Referring expression pointing data:
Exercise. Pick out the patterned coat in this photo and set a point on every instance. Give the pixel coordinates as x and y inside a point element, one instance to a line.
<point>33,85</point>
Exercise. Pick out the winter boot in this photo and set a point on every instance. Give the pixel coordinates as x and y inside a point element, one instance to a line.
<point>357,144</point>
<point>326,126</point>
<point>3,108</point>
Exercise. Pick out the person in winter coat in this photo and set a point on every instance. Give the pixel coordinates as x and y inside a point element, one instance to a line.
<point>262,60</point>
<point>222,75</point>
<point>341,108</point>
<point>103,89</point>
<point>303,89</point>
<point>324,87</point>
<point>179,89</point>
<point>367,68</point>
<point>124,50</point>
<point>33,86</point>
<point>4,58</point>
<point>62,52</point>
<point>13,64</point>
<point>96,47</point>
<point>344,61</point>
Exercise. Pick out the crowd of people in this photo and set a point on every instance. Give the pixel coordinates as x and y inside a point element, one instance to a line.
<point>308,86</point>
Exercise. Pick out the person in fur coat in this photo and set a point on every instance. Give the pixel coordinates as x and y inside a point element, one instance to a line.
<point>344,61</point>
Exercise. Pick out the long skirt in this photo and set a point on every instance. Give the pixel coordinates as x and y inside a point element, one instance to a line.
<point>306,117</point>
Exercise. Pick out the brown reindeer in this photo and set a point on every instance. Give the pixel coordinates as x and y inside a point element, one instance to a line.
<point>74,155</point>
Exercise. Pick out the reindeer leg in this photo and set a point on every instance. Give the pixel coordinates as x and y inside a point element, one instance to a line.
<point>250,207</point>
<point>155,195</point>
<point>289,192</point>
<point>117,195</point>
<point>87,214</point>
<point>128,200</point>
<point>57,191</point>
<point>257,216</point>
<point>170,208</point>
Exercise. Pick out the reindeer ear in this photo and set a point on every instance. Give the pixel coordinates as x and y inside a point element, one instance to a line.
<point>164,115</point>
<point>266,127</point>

**TASK TO CARRY OUT:** Go through the records above and set each one down exactly, please.

**REPLY TO THE TASK:**
Exercise. Pick out the patterned coat in this photo and set a point on every instance. Give the pixel coordinates as x and y inside a point element, one instance to a line.
<point>33,85</point>
Exercise. Pick out the winter boot in this photo and set a point on every instance. Give the pixel coordinates as x and y inside a point element, one instance to a line.
<point>357,144</point>
<point>326,126</point>
<point>3,108</point>
Exercise. Pick out the person in winter coat in this photo and set a point on every instance. Give the pixel coordinates as x and y inside a point element, one instance to a line.
<point>262,60</point>
<point>222,75</point>
<point>341,108</point>
<point>103,89</point>
<point>303,89</point>
<point>324,87</point>
<point>179,89</point>
<point>367,68</point>
<point>124,50</point>
<point>33,86</point>
<point>4,58</point>
<point>62,52</point>
<point>13,64</point>
<point>96,47</point>
<point>344,61</point>
Exercise. Pick out the crowd of people in this photo and set a point on every instance. Give the pixel coordinates as x and y inside a point element, one instance to a line.
<point>308,86</point>
Exercise. Pick out the person in fur coat in this photo and set a point on every instance. Give the pixel coordinates as x and y inside a point element, one instance to a line.
<point>344,61</point>
Exercise. Pick out the long skirt in this photo and set a point on every instance. Give the pixel coordinates as x and y inside a point element, one instance to a line.
<point>306,117</point>
Exercise. Pick out the brown reindeer in this photo and set a point on every instance. Give the pixel coordinates as x and y inside a point element, one instance to a line.
<point>74,155</point>
Exercise. Pick out the reindeer leg in this photo and set a point on every instance. Give the pixel coordinates as x and y inside a point element, one instance to a line.
<point>250,207</point>
<point>155,195</point>
<point>289,192</point>
<point>117,195</point>
<point>87,214</point>
<point>128,200</point>
<point>57,191</point>
<point>257,216</point>
<point>170,208</point>
Exercise. Pick out the reindeer ear in this photo and set a point on every instance. Give the pixel coordinates as x and y inside a point element, one instance to a line.
<point>164,115</point>
<point>266,127</point>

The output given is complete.